Natural-language object grounding data
########################################
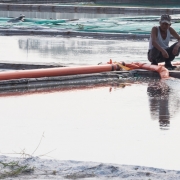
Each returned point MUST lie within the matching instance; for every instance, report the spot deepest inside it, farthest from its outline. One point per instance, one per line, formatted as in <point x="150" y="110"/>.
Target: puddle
<point x="104" y="124"/>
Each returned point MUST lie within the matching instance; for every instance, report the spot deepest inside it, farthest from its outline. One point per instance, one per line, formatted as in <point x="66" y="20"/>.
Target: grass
<point x="14" y="168"/>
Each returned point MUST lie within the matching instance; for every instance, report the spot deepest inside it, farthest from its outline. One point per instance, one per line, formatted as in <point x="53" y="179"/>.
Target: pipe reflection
<point x="162" y="103"/>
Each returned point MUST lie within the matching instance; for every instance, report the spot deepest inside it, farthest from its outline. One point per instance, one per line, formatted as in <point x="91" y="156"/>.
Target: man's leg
<point x="171" y="57"/>
<point x="155" y="56"/>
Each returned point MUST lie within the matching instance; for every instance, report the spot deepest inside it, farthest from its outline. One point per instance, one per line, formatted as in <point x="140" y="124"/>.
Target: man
<point x="159" y="50"/>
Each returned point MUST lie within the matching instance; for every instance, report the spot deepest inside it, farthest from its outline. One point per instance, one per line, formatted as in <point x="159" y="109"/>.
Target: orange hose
<point x="60" y="71"/>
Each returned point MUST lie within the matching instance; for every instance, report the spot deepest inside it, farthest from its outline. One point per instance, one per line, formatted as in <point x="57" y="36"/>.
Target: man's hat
<point x="165" y="18"/>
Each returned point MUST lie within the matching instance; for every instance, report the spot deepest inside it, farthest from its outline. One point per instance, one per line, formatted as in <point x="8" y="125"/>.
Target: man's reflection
<point x="159" y="102"/>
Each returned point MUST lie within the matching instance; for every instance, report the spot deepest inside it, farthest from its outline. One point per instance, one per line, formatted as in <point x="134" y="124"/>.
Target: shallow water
<point x="135" y="125"/>
<point x="72" y="51"/>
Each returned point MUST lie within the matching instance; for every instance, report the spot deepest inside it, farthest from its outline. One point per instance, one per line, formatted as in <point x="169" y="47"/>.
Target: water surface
<point x="129" y="125"/>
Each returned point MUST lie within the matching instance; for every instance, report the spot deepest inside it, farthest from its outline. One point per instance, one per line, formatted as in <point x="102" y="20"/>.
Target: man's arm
<point x="175" y="35"/>
<point x="154" y="33"/>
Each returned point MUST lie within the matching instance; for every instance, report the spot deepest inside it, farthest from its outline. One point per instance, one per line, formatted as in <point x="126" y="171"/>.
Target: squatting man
<point x="159" y="50"/>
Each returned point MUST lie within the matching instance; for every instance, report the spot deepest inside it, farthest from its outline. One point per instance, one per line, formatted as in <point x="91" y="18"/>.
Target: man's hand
<point x="165" y="54"/>
<point x="175" y="49"/>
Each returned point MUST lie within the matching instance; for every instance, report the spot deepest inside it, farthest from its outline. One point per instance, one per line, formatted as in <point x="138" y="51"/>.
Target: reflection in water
<point x="164" y="102"/>
<point x="83" y="51"/>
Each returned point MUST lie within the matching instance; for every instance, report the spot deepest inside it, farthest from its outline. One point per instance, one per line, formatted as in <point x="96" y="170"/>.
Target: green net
<point x="126" y="25"/>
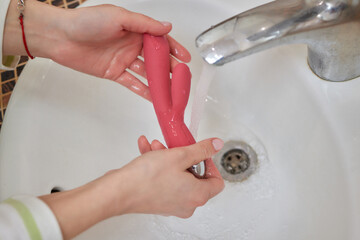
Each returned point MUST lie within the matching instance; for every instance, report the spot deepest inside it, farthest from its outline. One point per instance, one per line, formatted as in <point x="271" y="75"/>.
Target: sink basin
<point x="64" y="128"/>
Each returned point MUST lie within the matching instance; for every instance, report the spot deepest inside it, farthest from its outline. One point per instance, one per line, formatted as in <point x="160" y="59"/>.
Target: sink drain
<point x="236" y="161"/>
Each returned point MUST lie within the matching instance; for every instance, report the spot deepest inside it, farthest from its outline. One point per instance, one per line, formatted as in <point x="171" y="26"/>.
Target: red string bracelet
<point x="21" y="7"/>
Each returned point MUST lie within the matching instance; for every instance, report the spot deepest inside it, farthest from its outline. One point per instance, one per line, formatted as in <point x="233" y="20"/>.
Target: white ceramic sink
<point x="64" y="128"/>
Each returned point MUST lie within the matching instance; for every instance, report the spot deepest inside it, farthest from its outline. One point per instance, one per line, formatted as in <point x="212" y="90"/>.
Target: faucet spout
<point x="330" y="28"/>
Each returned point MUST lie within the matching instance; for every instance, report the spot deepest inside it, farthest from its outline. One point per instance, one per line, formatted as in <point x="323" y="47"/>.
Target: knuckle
<point x="181" y="153"/>
<point x="205" y="150"/>
<point x="186" y="214"/>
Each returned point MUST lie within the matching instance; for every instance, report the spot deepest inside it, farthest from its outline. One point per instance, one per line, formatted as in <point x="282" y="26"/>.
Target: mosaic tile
<point x="8" y="78"/>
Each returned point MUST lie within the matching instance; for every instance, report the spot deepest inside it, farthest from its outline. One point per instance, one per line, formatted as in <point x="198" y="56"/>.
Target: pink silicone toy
<point x="169" y="97"/>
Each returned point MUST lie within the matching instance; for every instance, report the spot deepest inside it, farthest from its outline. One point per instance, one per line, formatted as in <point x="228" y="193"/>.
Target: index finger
<point x="178" y="50"/>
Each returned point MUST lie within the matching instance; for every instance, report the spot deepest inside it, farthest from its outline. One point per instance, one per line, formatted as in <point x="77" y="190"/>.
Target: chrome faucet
<point x="330" y="28"/>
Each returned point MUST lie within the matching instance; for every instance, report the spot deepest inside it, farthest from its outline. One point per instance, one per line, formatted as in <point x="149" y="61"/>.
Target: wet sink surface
<point x="64" y="128"/>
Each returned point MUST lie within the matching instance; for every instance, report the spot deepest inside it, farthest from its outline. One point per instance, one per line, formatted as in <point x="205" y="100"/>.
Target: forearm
<point x="42" y="24"/>
<point x="79" y="209"/>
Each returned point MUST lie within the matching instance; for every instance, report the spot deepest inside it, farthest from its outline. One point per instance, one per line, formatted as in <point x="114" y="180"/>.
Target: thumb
<point x="139" y="23"/>
<point x="202" y="150"/>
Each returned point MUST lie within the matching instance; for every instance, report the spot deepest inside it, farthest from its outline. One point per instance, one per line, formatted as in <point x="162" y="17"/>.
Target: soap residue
<point x="242" y="209"/>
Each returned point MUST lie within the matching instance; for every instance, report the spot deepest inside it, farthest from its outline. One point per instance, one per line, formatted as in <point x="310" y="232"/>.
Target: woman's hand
<point x="102" y="41"/>
<point x="157" y="182"/>
<point x="164" y="185"/>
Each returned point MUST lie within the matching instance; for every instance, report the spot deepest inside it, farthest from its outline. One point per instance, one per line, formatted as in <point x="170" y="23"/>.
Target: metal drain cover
<point x="236" y="161"/>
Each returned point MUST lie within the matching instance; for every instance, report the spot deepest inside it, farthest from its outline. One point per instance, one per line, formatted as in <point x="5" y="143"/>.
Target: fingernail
<point x="218" y="144"/>
<point x="166" y="24"/>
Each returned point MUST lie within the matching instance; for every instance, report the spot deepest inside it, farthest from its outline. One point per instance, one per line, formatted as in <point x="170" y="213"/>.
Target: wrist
<point x="42" y="27"/>
<point x="78" y="209"/>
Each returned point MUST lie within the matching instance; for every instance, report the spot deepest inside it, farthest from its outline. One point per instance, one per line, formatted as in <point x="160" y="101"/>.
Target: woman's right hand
<point x="159" y="182"/>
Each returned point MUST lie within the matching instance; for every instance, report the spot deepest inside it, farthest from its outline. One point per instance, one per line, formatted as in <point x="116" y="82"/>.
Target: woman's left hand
<point x="102" y="40"/>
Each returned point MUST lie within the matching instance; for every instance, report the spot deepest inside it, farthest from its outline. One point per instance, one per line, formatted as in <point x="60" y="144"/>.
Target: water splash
<point x="206" y="77"/>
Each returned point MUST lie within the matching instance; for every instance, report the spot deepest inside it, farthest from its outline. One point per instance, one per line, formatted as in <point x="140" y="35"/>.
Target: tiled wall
<point x="8" y="79"/>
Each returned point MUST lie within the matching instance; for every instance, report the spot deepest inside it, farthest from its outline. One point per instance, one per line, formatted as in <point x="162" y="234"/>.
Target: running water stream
<point x="206" y="77"/>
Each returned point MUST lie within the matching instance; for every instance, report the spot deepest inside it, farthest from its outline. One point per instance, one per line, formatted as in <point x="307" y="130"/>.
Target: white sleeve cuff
<point x="27" y="217"/>
<point x="6" y="62"/>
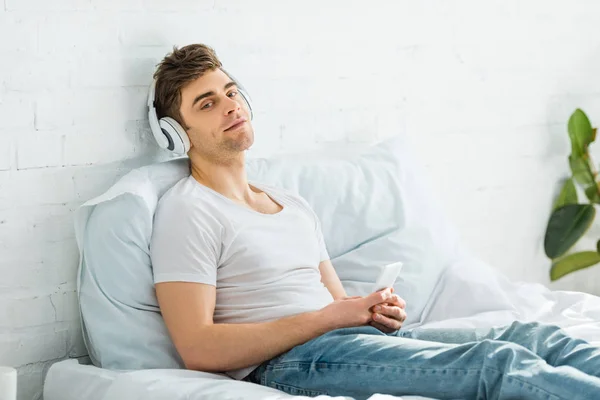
########################################
## Work instructions
What is wanted is an exact copy of the lines from the line with "Target: tiled wall" through the end of the records, both ends included, pictures excluded.

## Answer area
Target: tiled wall
<point x="8" y="79"/>
Each returned point MUST lie within the matching instance; for every instance, report the spot deepest inside it, farthest from its outline. One point per instance, one per line, formatted as in <point x="162" y="234"/>.
Target: running water stream
<point x="206" y="77"/>
Each returned point MUST lie within the matching instance; for every instance, report the spot deepest inside it, farthest from its outline. One point per instance, one per line, formatted as in <point x="307" y="130"/>.
Target: white sleeve cuff
<point x="27" y="217"/>
<point x="6" y="62"/>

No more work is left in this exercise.